> _Reading passage_
-- -- --
Implementation details
The proposed SAAG model is evaluated based on Hugging Face Transformers32 under PyTorch33, as word embedding and encoder, following most of the experiment settings5,7. SAAG\(_{glove}\) applies 100-dimension Glove34 and 128-dimension BiLSTM35 as word embedding and encoder. SAAG\(_{bert}\) uses Uncased BERT-Base as an encoder with a learning rate of 1e−5, and the word embeddings of Uncased BERT-Base are mapped to 128-dimension space by a linear layer. For CDR, we apply SciBERT36 as the encoder. Early stopping is considered based on the dev set’s maximum F1 value, corresponding epoch, and threshold \(\theta\). We adopt Adam24 as the model optimiser for 200 epochs with a weight decay of 0.0001. All hyper-parameters are tuned, referring to the printed results on the dev set.
In addition to the widely used F1 values for DocRED, another evaluation indicator, Ign F1, is introduced. Yao et al.7 proposed Ign F1 for calculation with triples sharing in the training set removed. This approach is helpful for performance cheating leaks from the training set.
-- -- --
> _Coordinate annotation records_
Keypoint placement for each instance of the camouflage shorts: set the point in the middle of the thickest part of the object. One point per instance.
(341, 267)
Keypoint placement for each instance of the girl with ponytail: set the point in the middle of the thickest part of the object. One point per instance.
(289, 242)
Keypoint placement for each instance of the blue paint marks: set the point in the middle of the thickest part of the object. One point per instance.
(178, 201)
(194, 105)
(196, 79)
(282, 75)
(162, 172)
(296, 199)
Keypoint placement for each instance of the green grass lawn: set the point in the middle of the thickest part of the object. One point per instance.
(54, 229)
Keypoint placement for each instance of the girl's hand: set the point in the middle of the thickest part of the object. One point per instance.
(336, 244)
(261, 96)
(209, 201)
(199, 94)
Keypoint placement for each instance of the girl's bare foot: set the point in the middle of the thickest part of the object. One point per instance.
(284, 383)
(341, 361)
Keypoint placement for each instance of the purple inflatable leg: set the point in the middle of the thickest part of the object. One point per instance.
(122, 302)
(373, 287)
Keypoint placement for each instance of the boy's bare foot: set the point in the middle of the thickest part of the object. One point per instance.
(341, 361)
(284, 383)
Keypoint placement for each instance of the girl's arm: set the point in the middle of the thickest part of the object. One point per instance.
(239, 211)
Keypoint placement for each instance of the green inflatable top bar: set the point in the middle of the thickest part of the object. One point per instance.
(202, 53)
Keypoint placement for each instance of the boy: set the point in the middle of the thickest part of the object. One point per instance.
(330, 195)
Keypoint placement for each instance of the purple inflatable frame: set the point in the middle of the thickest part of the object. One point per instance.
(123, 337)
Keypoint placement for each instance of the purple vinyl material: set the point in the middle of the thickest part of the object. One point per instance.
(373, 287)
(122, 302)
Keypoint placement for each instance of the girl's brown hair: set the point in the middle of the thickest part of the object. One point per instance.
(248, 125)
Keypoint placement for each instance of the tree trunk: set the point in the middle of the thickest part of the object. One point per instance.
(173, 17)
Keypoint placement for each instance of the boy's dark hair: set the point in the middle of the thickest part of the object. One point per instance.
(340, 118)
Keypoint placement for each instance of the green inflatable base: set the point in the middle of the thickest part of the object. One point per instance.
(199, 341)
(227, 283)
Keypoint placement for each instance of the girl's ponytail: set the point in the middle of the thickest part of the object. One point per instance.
-- -- --
> _What you have to do_
Please retype the implementation details passage at the top of the page in full, word for word.

> _Output of the exercise_
Implementation details
The proposed SAAG model is evaluated based on Hugging Face Transformers32 under PyTorch33, as word embedding and encoder, following most of the experiment settings5,7. SAAG\(_{glove}\) applies 100-dimension Glove34 and 128-dimension BiLSTM35 as word embedding and encoder. SAAG\(_{bert}\) uses Uncased BERT-Base as an encoder with a learning rate of 1e−5, and the word embeddings of Uncased BERT-Base are mapped to 128-dimension space by a linear layer. For CDR, we apply SciBERT36 as the encoder. Early stopping is considered based on the dev set’s maximum F1 value, corresponding epoch, and threshold \(\theta\). We adopt Adam24 as the model optimiser for 200 epochs with a weight decay of 0.0001. All hyper-parameters are tuned, referring to the printed results on the dev set.
In addition to the widely used F1 values for DocRED, another evaluation indicator, Ign F1, is introduced. Yao et al.7 proposed Ign F1 for calculation with triples sharing in the training set removed. This approach is helpful for performance cheating leaks from the training set.